> [The task]
Provide an exact copy of the data, excluding the images.

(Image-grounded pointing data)
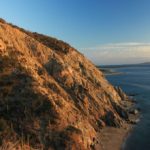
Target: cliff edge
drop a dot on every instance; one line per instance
(51, 96)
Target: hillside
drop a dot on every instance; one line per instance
(52, 97)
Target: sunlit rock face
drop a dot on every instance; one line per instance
(51, 95)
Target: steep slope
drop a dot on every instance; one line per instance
(51, 95)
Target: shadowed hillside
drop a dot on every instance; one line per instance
(51, 96)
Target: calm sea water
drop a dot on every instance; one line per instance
(136, 80)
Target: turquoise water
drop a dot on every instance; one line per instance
(136, 80)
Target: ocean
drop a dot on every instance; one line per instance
(135, 80)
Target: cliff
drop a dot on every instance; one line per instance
(51, 96)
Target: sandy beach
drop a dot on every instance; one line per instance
(112, 138)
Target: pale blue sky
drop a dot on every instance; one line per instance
(91, 26)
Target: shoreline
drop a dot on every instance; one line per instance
(112, 138)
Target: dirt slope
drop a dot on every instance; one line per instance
(51, 96)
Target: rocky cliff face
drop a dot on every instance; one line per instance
(51, 96)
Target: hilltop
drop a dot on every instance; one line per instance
(52, 97)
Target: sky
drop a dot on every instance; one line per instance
(106, 31)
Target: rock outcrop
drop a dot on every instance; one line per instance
(51, 96)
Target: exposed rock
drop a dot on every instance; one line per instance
(134, 111)
(51, 95)
(121, 93)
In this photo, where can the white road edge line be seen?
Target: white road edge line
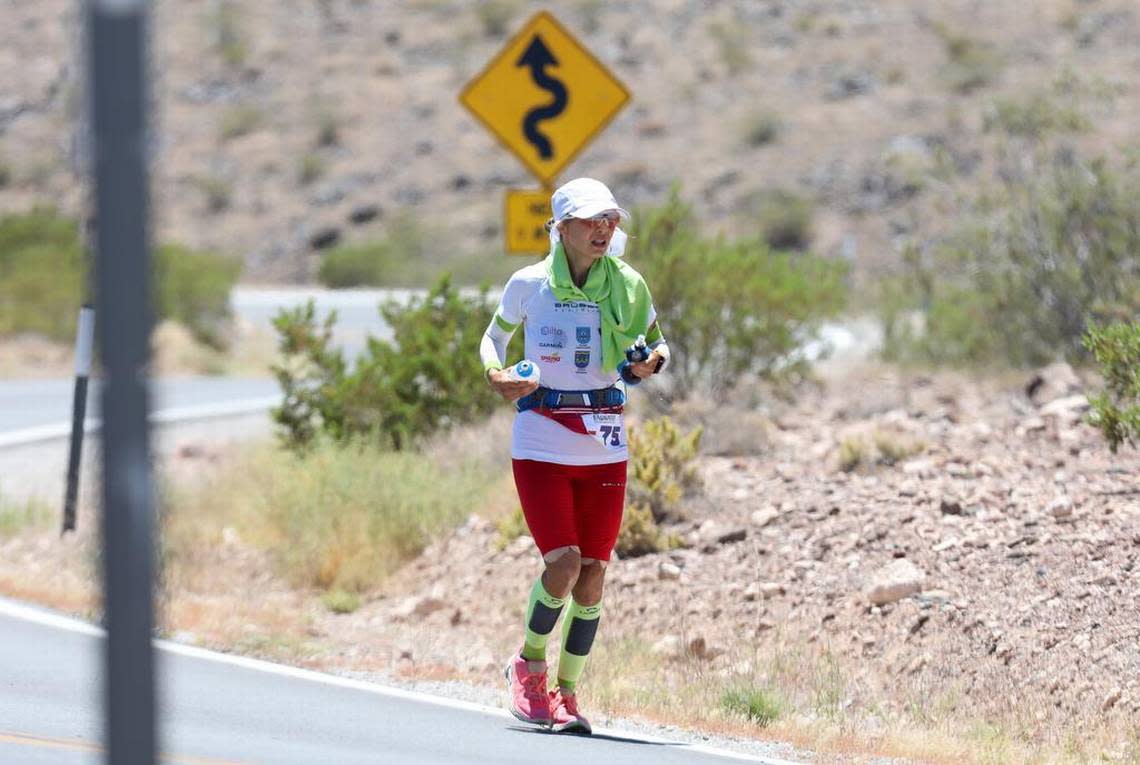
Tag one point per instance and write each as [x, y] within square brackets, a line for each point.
[33, 615]
[38, 433]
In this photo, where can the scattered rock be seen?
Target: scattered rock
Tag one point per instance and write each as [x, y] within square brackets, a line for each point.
[364, 213]
[1112, 699]
[762, 518]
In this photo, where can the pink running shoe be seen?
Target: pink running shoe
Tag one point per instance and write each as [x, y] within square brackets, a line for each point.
[527, 685]
[567, 717]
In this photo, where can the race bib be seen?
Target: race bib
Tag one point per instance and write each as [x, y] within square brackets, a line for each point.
[607, 429]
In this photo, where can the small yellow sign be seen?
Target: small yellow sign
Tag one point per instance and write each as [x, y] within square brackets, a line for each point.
[527, 212]
[544, 97]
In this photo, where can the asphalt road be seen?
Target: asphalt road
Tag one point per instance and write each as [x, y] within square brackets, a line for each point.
[219, 709]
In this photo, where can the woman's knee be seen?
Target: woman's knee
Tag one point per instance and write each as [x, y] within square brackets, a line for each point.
[587, 591]
[562, 570]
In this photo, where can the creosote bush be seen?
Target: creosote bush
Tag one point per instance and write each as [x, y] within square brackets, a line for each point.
[428, 379]
[41, 277]
[1028, 266]
[662, 472]
[1116, 409]
[730, 308]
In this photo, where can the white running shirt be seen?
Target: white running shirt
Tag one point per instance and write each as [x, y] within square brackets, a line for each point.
[564, 340]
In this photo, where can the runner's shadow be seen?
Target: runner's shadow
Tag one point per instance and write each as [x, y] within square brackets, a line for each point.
[600, 737]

> [Result]
Target: cliff edge
drop a dot on every instance; one line per instance
(51, 96)
Target: hillside
drop a dot on every instance; one line per instance
(52, 97)
Target: sunlit rock face
drop a dot on every instance; one line per instance
(51, 95)
Target: steep slope
drop a dot on every instance; one line per instance
(51, 95)
Target: shadowed hillside
drop a dot on every instance; one line per instance
(51, 96)
Target: calm sea water
drop a dot on every instance; one line per instance
(136, 80)
Target: turquoise water
drop a dot on every instance; one line per instance
(136, 80)
Target: ocean
drop a dot on every instance; one line per instance
(135, 80)
Target: cliff
drop a dot on every instance; one line per instance
(51, 96)
Target: sandy beach
drop a dot on every instance; one line per instance
(112, 138)
Target: pale blue sky
drop a dot on every instance; one line per instance
(91, 26)
Target: shoreline
drop a dot on every instance; one line per instance
(112, 138)
Target: dirt slope
drop a dot on every instance; one line per instance
(51, 96)
Target: rocky cliff face
drop a dot on every instance; one line per instance
(51, 96)
Target: hilltop
drop a dot on every instance; one line per instance
(52, 97)
Target: sky
drop a dot on every instance; one line per instance
(106, 31)
Target: rock outcrop
drop a dot on every instance; one line per instance
(51, 96)
Target: exposed rock
drop a dot on every instance; one line per instance
(134, 111)
(51, 95)
(121, 93)
In this photo, where can the white road edge line be seen?
Target: white road edge line
Tag one point per instance and write each as [x, y] within square brackets, a line for each point.
[33, 615]
[38, 433]
In this photo, where can the scattered rock be seen?
Target: scattered rock
Tag one point per instance and write each as [x, y] within square brackets, a line for each point.
[364, 213]
[1112, 699]
[762, 518]
In this photo, where can the pink running shoe be seen?
Target: pink running shoe
Tag one point per instance and write each as [x, y] within square brackets, a line for each point.
[527, 685]
[567, 717]
In this photo, where can the race bib be seen?
Target: race bib
Tag one point per instance and write each as [x, y] within square brackets, a line for each point.
[607, 429]
In this photo, where can the small yellow sign be seen?
Target: small yellow sign
Tag one point per instance and write each as [x, y] within square brackets, a line for each point.
[527, 212]
[544, 97]
In this photo, where can the asphalt road be seen?
Target: asphalt road
Tag one point per instance and write each as [x, y] within square brackets, a line for each point.
[219, 709]
In this photo, where can the woman's knee be seen?
Target: woman's knee
Tag one point per instance and write each as [x, y] within square brackets, a line for each point.
[587, 591]
[562, 570]
In this photo, where can the creosote bush be seen?
Target: creosote bush
Tag one point per instance and write each as [x, y] within square brackets, a line for each point.
[428, 379]
[41, 277]
[1028, 266]
[662, 472]
[1116, 409]
[730, 308]
In this photo, where can the white running shirt be seen?
Target: white running shirt
Tag one point per instance and write each as [x, y] within square brackets, a line for each point.
[564, 340]
In this photo, where can the runner's shadow be seen?
Target: runner's shadow
Tag one point per instance and write each as [x, y] within square brackets, a line for each point.
[600, 737]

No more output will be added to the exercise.